=== EXCERPTED PASSAGE ===
Configure automatic failover with repmgrd in PostgreSQL

In this blog, we will configure repmgr to perform Automatic failover when primary failure is detected.

We will use the same PostgreSQL Cluster setup we did in blog How to Setup Streaming Replication with repmgr and barman.

Automatic failover is achieved with repmgr daemon (repmgrd) is a management and monitoring daemon which runs on each node in a replication cluster. It can automate actions such as failover and updating standbys to follow the new primary, as well as providing monitoring information about the state of each standby.

Below are the high-level steps we will follow.
1. Configuring repmgrd Parameters
2. Starting the repmgr Daemon
3. Simulating a Failed Primary

Below are setup details and the same will be used in this demonstration.

Sr No. Hostname IP Role
1 test-machine02 192.168.114.176 Master / Primary Server
2 test-machine01 192.168.114.177 Standby / Secondary Server

Step 1. Configuring repmgrd ParametersTo enable the repmgr daemon and automatic failover, a number of other parameters need to be enabled/added. We need to set the below parameters on bot Primary Standby node.
===
#### GOALS:
a) Reproduce the passage of the repmgrd failover guide between "In this blog, we" and "repmgr and barman.", inclusive.
b) In the repmgrd failover guide, which hostname is assigned the standby role?
=== RECORDS ===
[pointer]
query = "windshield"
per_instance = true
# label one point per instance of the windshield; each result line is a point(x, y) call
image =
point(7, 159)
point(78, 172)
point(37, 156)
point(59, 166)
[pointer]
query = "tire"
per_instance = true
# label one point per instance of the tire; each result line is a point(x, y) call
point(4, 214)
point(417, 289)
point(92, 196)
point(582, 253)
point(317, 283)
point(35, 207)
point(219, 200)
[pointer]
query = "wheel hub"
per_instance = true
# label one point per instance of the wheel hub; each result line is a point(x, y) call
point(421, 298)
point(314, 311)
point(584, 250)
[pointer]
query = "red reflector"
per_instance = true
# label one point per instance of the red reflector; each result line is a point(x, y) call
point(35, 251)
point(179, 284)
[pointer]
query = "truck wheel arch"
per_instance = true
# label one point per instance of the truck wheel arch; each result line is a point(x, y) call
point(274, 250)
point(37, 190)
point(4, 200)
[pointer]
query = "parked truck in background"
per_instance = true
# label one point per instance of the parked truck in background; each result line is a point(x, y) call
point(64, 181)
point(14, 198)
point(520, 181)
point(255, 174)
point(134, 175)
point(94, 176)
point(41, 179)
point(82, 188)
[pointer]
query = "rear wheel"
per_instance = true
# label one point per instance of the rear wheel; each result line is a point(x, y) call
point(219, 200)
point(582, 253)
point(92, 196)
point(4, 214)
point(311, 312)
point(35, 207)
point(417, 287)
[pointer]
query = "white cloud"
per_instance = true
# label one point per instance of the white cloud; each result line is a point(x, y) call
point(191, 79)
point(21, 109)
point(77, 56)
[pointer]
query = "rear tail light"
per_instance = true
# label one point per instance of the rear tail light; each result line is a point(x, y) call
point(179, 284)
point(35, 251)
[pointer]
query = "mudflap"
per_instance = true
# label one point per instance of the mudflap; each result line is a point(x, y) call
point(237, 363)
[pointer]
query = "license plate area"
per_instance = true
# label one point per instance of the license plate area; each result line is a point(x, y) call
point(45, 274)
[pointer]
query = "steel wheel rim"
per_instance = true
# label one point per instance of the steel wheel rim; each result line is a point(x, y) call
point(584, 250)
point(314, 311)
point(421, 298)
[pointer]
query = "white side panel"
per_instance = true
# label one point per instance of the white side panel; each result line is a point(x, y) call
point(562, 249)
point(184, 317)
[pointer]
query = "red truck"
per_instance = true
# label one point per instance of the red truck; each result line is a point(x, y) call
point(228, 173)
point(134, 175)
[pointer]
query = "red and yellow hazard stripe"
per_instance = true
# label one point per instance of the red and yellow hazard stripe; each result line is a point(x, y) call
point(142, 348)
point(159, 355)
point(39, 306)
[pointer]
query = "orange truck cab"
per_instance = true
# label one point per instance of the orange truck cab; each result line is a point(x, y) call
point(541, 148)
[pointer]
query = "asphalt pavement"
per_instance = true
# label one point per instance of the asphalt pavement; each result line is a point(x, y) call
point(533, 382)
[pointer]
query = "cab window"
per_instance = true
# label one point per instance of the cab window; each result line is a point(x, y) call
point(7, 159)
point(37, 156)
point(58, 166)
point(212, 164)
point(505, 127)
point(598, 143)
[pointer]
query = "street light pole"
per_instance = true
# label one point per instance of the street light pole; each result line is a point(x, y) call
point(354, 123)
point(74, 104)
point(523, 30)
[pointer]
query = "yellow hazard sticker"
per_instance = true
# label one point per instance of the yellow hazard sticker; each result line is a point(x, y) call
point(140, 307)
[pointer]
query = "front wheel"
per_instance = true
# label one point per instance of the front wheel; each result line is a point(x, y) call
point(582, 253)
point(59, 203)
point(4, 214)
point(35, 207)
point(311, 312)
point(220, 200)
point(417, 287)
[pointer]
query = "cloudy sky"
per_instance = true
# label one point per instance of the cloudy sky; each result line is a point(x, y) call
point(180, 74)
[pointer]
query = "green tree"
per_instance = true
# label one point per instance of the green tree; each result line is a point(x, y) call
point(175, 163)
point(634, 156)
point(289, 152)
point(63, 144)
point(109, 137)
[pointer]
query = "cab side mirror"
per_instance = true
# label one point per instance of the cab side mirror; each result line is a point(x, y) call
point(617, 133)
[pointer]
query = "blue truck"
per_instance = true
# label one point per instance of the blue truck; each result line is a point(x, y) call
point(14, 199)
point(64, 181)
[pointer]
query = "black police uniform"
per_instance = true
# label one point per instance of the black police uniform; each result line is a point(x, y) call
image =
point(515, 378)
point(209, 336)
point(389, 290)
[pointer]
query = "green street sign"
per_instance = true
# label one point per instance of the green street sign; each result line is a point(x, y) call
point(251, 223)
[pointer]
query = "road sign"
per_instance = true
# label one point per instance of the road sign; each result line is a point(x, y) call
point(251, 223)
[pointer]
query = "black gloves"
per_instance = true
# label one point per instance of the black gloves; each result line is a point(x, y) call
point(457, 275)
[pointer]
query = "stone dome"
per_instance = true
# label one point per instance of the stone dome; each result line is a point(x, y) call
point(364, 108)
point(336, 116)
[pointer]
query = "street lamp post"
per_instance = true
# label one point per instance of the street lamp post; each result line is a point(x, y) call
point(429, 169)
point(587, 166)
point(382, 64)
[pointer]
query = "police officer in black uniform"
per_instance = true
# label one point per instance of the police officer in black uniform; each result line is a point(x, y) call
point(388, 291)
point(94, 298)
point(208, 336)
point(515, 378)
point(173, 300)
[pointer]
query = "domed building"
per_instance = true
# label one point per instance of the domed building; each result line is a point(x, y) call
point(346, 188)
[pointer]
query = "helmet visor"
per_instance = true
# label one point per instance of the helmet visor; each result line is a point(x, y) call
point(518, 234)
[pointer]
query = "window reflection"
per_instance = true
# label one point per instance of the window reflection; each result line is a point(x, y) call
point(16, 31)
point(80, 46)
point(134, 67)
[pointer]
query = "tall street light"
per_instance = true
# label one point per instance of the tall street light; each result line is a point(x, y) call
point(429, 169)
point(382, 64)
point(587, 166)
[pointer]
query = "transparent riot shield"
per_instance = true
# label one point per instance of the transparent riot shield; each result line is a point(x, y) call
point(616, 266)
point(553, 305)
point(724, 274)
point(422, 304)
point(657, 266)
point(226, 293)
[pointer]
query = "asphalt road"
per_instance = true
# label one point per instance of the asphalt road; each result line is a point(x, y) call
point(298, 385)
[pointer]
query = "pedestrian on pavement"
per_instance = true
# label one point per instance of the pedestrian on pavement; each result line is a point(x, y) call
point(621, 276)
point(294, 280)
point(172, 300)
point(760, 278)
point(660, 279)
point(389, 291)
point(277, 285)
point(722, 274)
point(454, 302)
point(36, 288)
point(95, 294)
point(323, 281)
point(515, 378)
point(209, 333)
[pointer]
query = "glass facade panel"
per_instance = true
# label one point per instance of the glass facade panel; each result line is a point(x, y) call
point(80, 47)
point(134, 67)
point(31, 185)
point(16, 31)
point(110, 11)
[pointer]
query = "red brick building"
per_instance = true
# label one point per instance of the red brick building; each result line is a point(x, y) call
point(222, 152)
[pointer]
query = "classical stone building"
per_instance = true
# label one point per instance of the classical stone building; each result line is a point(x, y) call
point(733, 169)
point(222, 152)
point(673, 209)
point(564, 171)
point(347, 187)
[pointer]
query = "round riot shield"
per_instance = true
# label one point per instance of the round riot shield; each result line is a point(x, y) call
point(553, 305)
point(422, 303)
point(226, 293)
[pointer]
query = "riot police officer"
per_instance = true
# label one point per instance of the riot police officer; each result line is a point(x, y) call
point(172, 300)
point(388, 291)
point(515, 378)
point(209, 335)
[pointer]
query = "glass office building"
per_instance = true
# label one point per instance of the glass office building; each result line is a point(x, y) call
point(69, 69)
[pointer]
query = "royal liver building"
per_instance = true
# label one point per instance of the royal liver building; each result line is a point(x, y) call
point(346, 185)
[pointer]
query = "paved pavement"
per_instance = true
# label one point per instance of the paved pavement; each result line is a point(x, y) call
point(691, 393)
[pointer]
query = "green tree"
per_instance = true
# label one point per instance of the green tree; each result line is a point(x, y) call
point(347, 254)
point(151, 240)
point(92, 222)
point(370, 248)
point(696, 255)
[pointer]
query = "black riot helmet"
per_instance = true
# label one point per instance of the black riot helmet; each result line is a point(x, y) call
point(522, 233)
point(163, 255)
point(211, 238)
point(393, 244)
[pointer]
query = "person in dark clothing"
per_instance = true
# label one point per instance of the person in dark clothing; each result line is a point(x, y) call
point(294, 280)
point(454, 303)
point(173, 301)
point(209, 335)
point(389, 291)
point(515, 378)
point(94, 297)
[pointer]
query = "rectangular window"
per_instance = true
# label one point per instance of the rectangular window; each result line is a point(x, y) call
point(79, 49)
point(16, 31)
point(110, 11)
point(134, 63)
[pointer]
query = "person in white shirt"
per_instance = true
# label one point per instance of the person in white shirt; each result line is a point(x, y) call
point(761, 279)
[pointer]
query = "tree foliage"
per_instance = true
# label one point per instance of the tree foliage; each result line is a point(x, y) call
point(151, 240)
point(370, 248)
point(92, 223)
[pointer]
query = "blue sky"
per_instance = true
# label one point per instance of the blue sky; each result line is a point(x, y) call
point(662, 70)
===
=== RECORDS ===
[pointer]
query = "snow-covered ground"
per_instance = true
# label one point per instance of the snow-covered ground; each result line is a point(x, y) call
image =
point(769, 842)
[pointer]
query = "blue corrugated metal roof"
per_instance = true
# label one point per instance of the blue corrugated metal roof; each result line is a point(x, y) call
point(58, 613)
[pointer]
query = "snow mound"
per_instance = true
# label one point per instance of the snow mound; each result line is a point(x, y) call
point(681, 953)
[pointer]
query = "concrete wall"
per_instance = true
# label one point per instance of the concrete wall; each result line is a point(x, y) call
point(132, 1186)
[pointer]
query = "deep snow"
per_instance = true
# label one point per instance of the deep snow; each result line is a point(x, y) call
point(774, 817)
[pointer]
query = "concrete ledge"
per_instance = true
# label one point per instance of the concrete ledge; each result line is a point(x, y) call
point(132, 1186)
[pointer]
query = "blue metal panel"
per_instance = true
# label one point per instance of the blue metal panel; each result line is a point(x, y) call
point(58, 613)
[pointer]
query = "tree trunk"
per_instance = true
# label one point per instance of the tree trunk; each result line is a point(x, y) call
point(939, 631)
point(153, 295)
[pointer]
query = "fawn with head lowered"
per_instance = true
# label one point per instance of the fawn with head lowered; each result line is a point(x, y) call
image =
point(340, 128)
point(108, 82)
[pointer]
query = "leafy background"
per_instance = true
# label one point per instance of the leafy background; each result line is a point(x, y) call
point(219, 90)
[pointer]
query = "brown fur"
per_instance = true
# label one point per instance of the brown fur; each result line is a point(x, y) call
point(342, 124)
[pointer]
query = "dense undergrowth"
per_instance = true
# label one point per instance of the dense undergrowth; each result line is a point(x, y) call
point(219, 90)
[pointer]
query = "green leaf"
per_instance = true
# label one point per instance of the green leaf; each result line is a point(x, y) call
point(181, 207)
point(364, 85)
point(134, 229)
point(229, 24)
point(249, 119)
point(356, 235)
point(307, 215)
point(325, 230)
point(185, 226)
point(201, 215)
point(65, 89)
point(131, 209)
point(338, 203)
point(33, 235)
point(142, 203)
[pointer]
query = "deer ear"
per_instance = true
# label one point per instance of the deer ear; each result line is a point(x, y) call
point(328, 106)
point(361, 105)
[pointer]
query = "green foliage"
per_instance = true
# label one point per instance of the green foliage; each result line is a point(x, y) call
===
#### FULL ANSWERS:
a)
In this blog, we will configure repmgr to perform Automatic failover when primary failure is detected.

We will use the same PostgreSQL Cluster setup we did in blog How to Setup Streaming Replication with repmgr and barman.

b) test-machine01